# ACTION ITEM:
Your output should consist of the lines from the first line of the records below through the one with "The service MUST return one point per instance of the golden", exactly, minus the pictures.
SOURCE MATERIAL section start
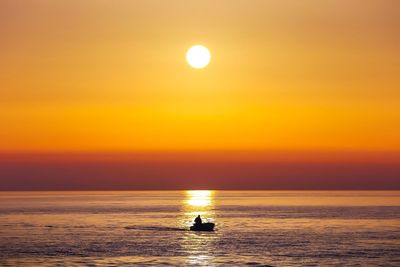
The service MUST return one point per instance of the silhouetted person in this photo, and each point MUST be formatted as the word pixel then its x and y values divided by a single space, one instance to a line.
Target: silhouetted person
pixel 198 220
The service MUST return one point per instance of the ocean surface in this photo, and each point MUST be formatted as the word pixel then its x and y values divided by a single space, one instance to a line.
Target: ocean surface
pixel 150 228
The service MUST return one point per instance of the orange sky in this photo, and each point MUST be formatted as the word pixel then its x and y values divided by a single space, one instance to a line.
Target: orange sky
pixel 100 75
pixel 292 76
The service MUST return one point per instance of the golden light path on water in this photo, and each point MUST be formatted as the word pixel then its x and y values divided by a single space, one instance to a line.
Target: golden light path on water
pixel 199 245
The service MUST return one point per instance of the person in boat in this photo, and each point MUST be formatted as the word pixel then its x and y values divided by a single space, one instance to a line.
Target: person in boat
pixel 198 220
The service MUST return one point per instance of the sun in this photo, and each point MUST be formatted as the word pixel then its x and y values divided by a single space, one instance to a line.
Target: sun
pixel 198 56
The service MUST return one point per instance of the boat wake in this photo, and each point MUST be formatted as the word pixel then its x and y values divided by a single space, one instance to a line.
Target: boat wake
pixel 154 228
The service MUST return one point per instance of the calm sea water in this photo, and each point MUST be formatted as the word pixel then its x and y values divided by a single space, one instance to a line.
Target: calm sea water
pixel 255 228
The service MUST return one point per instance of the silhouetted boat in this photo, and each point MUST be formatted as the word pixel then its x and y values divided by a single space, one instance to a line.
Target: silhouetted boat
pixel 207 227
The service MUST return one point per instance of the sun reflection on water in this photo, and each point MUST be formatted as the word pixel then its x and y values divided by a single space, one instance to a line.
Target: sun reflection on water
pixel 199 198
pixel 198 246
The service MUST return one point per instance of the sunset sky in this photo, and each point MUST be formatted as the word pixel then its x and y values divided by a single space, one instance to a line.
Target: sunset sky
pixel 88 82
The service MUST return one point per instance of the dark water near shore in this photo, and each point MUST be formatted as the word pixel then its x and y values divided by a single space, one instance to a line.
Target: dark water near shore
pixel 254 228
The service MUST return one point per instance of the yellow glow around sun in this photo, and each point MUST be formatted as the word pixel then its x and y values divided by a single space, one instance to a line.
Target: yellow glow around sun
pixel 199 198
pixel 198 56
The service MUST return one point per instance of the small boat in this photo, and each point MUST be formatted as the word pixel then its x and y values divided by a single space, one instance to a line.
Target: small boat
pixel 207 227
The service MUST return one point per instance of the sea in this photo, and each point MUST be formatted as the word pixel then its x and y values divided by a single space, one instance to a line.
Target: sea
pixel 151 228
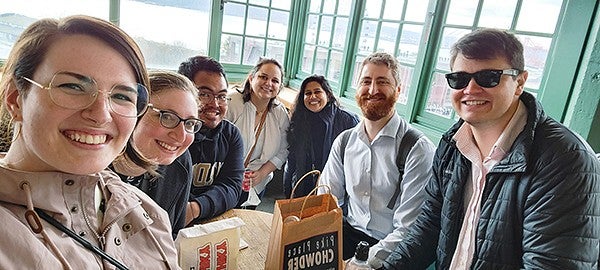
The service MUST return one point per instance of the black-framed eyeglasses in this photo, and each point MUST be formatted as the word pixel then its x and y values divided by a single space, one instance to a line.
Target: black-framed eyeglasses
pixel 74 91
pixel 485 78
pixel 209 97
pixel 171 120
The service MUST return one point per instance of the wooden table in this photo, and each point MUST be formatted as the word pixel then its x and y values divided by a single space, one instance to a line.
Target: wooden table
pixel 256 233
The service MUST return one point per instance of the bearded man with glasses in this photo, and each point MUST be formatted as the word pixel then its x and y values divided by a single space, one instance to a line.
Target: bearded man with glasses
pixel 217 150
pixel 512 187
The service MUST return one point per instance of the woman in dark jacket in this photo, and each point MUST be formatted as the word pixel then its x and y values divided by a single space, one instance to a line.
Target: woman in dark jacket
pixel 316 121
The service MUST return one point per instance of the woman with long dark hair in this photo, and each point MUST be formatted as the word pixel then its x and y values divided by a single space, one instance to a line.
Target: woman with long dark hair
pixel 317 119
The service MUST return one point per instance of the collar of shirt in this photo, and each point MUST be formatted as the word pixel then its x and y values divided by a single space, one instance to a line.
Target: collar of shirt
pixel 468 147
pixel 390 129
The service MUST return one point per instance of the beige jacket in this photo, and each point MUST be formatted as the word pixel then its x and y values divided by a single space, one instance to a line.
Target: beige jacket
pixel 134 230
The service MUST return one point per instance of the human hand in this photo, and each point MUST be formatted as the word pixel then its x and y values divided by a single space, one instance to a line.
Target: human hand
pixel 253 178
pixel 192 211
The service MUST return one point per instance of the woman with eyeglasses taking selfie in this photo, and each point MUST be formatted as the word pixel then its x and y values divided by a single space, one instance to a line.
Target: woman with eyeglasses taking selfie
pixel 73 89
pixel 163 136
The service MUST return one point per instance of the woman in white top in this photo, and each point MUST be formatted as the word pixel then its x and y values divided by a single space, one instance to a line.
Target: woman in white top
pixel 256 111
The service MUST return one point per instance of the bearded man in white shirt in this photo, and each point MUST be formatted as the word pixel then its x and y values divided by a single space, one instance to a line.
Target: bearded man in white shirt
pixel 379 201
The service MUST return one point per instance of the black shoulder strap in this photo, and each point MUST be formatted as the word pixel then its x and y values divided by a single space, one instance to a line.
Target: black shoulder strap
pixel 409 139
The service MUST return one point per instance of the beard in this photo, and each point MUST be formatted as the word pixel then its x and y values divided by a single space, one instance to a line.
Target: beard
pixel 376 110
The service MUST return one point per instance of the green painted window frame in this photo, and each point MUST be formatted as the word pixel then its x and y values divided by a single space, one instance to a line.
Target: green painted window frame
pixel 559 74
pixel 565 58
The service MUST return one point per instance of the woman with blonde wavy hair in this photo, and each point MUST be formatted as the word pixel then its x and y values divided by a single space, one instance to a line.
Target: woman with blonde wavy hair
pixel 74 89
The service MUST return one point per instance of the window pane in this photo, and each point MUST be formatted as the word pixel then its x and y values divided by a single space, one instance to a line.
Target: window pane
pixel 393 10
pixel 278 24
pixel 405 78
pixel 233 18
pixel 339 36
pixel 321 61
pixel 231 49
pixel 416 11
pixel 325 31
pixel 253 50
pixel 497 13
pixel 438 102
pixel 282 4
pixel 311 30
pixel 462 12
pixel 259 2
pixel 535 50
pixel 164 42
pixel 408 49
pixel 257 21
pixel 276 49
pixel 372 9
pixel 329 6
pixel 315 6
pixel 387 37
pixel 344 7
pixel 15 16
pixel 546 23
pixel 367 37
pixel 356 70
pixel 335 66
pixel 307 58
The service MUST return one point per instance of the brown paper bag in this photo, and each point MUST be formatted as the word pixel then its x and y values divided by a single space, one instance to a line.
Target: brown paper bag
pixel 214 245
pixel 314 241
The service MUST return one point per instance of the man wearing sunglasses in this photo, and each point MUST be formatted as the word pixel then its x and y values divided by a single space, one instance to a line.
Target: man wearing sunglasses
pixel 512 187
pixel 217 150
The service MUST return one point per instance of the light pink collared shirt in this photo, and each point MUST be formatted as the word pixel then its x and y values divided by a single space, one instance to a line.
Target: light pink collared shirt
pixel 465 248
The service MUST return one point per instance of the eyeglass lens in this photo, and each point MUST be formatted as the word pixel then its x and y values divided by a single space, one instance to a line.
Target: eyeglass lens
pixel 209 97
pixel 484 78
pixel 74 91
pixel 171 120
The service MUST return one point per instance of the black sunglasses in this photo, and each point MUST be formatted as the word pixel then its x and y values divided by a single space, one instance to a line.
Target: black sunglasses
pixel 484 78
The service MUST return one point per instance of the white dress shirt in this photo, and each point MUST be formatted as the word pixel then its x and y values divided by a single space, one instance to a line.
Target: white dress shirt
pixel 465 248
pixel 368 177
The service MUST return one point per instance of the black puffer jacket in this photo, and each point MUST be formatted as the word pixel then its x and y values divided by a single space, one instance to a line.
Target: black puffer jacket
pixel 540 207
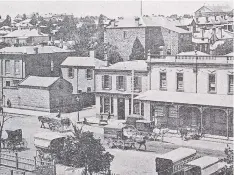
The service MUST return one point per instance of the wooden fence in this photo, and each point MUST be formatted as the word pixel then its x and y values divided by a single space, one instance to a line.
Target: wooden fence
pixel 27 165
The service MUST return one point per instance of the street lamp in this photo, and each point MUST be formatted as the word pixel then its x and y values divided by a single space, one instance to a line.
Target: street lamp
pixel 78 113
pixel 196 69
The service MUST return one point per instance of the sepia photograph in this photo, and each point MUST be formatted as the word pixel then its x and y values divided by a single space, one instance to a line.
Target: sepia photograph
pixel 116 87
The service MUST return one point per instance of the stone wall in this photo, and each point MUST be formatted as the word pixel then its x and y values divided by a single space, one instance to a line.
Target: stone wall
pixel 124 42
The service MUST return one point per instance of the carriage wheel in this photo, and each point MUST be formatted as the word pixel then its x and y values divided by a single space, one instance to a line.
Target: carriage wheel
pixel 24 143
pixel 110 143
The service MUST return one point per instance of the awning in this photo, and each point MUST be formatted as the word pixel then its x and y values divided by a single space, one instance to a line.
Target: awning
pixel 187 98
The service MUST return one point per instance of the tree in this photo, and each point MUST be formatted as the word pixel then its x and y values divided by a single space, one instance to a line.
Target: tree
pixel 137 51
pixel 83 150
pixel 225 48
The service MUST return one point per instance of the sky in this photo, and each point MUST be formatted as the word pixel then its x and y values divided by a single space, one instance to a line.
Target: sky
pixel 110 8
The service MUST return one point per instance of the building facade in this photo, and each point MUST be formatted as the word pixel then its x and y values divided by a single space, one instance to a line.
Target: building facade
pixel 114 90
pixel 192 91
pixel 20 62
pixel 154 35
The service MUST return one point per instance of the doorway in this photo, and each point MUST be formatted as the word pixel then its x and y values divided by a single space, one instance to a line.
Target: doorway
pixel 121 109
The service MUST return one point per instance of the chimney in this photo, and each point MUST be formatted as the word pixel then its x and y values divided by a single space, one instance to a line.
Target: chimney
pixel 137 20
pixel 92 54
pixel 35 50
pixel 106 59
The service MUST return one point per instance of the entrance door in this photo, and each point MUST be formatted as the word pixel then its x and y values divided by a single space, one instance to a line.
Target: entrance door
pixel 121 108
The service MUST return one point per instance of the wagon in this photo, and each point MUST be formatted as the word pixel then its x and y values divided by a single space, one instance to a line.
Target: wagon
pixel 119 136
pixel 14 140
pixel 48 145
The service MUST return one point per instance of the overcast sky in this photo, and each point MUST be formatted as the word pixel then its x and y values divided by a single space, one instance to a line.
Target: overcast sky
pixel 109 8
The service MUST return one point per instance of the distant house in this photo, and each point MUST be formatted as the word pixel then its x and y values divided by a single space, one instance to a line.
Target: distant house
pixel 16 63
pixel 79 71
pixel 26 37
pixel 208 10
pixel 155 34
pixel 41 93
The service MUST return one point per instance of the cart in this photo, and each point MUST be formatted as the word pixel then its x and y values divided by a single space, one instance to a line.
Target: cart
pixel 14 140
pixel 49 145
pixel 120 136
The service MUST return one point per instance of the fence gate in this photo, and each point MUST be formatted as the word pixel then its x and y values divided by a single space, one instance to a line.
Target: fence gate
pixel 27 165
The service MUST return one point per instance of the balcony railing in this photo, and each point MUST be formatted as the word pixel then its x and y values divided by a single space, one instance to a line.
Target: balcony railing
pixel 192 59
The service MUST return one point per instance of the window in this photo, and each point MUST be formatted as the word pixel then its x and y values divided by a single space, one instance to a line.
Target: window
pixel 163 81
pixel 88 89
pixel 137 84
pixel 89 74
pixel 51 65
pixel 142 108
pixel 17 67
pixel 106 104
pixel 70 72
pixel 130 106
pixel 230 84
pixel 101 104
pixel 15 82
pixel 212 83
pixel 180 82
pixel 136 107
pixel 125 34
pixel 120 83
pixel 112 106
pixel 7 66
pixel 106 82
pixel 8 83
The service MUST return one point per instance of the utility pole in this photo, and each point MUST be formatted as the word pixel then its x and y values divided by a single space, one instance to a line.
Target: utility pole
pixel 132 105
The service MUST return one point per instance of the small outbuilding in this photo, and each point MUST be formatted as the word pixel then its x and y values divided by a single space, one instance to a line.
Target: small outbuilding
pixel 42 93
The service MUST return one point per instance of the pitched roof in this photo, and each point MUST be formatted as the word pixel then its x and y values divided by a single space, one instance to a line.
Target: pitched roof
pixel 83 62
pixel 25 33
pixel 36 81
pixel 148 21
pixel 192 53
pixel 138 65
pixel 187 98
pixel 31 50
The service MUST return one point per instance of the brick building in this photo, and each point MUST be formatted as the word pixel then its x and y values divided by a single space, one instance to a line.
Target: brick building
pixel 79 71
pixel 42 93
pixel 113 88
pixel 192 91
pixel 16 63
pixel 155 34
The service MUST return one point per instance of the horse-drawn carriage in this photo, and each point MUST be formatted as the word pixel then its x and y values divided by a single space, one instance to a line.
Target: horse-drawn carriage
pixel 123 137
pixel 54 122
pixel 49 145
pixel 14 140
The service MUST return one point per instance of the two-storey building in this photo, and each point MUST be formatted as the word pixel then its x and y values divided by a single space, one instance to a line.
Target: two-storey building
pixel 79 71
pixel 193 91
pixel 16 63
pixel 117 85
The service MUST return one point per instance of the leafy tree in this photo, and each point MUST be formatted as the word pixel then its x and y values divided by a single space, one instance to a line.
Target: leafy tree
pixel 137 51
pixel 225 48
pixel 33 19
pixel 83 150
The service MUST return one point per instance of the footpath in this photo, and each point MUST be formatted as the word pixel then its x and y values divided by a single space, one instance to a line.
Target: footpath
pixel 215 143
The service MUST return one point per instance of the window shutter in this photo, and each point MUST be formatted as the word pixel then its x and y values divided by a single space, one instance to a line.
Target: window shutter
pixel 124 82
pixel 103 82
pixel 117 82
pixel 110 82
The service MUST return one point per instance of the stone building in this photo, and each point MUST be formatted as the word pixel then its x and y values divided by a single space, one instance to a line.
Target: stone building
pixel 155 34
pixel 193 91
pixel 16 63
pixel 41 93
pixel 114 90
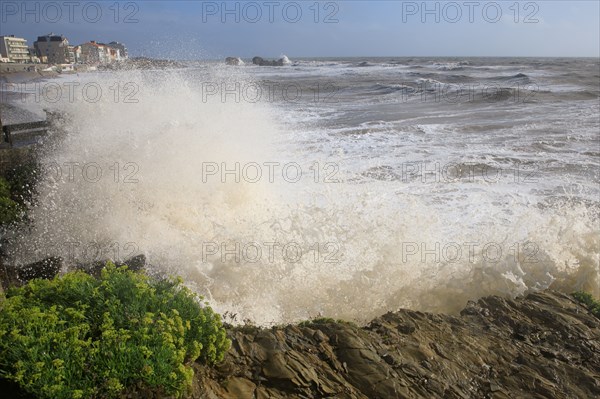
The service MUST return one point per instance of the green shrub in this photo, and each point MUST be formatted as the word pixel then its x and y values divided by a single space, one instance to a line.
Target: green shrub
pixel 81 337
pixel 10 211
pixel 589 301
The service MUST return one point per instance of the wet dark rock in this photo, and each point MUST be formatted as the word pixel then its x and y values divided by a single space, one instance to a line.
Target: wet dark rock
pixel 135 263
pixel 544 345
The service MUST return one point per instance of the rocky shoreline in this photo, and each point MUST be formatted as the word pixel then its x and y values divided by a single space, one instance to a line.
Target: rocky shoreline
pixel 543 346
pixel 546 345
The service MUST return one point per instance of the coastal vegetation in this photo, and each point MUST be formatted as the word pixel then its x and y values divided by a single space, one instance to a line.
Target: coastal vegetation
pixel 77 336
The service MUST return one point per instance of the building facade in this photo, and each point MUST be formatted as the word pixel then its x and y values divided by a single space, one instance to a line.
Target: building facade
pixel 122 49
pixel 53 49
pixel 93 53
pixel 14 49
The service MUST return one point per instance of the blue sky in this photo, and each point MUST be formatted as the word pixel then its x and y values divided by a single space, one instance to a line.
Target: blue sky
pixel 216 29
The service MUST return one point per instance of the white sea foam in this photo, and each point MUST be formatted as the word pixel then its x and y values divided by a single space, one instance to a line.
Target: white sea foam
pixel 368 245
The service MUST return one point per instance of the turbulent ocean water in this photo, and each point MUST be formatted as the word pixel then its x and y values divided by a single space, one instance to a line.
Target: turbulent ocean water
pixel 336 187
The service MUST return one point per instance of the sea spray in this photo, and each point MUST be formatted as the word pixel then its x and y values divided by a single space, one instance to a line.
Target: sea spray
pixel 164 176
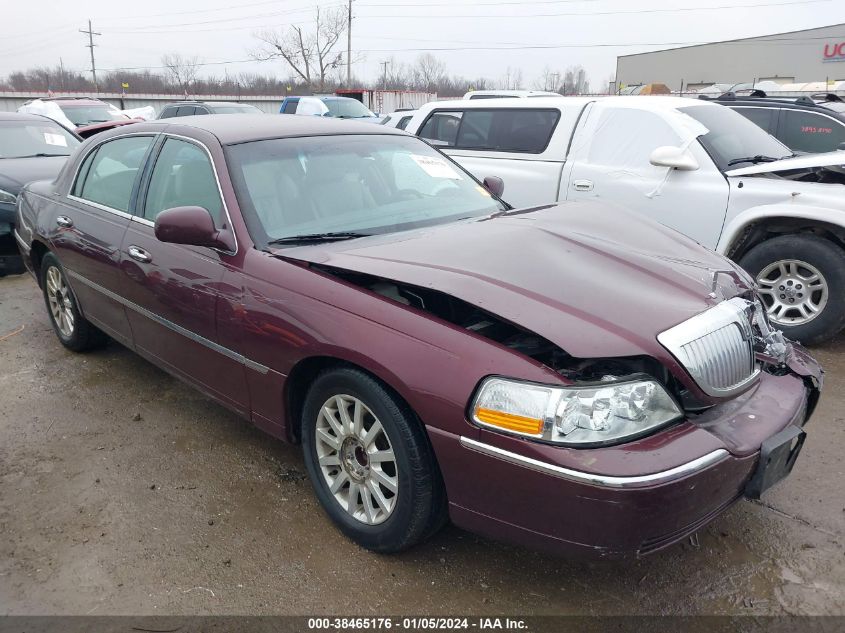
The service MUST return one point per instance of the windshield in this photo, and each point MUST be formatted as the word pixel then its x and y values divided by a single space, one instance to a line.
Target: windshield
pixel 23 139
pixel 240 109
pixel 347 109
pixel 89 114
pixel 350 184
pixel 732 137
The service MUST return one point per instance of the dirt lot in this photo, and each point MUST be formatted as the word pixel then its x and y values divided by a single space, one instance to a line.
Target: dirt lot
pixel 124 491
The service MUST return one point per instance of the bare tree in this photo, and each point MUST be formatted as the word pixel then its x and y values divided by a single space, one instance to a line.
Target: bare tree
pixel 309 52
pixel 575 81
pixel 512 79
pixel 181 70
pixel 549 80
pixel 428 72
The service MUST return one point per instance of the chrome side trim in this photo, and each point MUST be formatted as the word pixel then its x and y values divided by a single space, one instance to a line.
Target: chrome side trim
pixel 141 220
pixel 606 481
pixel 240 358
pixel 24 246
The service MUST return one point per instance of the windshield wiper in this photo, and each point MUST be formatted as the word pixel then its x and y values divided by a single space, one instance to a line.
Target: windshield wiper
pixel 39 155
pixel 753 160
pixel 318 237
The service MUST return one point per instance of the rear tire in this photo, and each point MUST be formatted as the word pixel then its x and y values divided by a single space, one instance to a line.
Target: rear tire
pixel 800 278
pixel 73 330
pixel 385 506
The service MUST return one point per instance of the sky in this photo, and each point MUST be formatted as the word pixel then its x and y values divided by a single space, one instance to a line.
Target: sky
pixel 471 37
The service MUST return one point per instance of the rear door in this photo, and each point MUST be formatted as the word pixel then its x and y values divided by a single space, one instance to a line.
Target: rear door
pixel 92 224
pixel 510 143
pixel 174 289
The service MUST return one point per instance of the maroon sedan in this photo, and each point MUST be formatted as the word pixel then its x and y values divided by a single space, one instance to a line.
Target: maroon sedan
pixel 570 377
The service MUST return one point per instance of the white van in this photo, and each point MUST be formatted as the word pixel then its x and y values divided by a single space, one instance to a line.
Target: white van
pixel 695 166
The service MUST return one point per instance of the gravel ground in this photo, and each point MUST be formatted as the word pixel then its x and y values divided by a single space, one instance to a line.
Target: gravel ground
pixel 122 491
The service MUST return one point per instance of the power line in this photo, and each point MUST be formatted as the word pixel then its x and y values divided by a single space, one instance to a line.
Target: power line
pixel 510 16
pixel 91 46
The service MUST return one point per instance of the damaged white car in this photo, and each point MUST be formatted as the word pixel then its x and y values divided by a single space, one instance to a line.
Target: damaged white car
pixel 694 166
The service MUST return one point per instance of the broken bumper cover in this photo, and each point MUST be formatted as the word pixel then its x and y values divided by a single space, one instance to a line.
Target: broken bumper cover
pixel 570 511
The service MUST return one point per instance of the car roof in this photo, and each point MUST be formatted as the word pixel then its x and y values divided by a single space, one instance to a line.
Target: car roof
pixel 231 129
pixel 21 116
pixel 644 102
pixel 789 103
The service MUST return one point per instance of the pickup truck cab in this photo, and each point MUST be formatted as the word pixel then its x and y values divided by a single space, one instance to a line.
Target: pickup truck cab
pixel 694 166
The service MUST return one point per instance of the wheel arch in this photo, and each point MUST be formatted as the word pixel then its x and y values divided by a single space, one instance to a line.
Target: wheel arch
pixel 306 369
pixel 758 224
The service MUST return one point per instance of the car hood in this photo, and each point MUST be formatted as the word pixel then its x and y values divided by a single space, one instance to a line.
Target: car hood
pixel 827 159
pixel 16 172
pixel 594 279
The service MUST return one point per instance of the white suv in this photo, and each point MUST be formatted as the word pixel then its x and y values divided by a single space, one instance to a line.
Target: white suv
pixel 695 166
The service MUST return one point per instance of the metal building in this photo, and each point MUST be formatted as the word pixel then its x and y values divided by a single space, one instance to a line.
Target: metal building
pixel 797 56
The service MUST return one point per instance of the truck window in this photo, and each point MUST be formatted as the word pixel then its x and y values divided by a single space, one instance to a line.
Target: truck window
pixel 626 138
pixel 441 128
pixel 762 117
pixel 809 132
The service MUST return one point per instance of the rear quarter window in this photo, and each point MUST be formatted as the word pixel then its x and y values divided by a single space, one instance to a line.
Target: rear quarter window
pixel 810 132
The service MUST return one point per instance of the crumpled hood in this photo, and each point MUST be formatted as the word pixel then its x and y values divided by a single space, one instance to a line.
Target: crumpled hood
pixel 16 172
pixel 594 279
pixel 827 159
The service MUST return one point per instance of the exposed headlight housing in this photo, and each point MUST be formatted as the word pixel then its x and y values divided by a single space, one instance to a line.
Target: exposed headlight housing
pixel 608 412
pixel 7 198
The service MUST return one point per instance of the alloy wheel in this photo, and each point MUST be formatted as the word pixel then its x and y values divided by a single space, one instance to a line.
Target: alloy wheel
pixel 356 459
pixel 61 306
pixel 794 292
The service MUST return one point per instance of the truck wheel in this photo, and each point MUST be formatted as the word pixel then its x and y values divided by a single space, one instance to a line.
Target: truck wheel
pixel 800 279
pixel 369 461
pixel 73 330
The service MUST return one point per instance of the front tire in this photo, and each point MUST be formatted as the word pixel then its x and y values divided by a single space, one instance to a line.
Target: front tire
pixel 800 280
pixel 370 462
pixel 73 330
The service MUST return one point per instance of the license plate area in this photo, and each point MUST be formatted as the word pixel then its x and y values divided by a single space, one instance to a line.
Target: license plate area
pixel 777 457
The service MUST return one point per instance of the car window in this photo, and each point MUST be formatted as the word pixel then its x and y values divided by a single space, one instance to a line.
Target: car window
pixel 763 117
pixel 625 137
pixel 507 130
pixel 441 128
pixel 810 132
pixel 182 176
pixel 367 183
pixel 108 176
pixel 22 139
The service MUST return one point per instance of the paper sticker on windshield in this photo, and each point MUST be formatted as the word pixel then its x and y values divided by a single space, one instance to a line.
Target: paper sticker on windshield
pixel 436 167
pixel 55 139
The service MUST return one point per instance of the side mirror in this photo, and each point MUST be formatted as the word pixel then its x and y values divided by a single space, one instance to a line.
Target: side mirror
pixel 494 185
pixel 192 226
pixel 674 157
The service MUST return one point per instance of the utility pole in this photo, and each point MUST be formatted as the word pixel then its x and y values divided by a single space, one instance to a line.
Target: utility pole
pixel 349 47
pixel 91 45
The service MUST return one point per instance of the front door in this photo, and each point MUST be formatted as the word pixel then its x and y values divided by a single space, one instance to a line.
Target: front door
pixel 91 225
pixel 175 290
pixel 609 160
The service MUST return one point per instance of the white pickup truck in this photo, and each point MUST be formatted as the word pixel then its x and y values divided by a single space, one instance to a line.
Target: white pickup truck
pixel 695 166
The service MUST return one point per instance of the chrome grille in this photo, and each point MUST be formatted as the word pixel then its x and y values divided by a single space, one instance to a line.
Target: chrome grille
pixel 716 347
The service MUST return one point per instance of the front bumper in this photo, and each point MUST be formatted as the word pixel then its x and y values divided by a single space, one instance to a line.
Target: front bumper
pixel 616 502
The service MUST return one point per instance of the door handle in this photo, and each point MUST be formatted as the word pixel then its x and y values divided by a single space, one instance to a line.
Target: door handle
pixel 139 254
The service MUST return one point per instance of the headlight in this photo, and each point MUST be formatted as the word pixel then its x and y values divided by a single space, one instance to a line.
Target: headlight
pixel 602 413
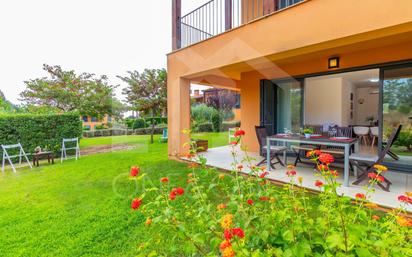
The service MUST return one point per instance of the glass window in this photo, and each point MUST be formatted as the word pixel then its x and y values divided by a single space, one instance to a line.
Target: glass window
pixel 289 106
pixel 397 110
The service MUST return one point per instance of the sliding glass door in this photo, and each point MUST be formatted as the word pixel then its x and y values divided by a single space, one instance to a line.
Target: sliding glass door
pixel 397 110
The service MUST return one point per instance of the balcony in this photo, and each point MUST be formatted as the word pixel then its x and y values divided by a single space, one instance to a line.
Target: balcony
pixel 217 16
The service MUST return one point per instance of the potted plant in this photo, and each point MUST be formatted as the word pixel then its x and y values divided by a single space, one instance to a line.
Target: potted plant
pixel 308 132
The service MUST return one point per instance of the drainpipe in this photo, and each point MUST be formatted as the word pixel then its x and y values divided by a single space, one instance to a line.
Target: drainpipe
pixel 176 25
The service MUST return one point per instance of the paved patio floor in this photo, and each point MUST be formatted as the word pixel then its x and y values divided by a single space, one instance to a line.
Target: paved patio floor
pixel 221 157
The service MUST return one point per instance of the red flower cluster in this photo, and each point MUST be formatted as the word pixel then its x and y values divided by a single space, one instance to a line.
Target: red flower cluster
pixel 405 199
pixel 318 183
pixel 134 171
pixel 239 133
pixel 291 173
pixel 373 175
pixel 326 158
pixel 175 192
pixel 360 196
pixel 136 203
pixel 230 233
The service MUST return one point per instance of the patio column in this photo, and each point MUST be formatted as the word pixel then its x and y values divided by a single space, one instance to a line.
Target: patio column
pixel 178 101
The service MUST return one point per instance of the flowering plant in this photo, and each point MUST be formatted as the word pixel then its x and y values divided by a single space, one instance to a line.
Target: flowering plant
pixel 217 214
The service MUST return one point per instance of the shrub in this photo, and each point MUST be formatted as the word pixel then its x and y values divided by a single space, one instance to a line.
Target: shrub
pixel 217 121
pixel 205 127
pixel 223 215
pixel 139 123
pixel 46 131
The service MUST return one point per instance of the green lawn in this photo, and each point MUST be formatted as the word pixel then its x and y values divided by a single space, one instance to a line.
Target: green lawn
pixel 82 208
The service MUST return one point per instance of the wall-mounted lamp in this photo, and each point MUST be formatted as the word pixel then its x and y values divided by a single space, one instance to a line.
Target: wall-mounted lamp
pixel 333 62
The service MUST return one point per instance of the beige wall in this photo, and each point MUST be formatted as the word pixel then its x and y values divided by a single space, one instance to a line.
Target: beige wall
SOURCE MATERIAL section end
# ANSWER FOR THIS EXERCISE:
The service MUST return one point per instance of the silhouetted person in this photo, and each point MUST be formatted as the word pixel then its x and y values divided by a single space, one instance to a line.
Target: silhouetted person
pixel 198 220
The service MUST return one point per instance of the ocean surface in this photo, and each point MUST be formatted as the word pixel then its x and y values divided by a single space, one instance to a line.
Target: ocean surface
pixel 150 228
The service MUST return one point per instance of the orange sky in this photo, and each point MUST be formatted as the word pixel then its x and y values divided by a single space, one instance to a line.
Target: orange sky
pixel 100 75
pixel 292 76
The service MUST return one point per instance of the golden light path on water in this photo, and each point MUST be formatted as the word pixel then its x and y values divided by a single space, one instance to a line.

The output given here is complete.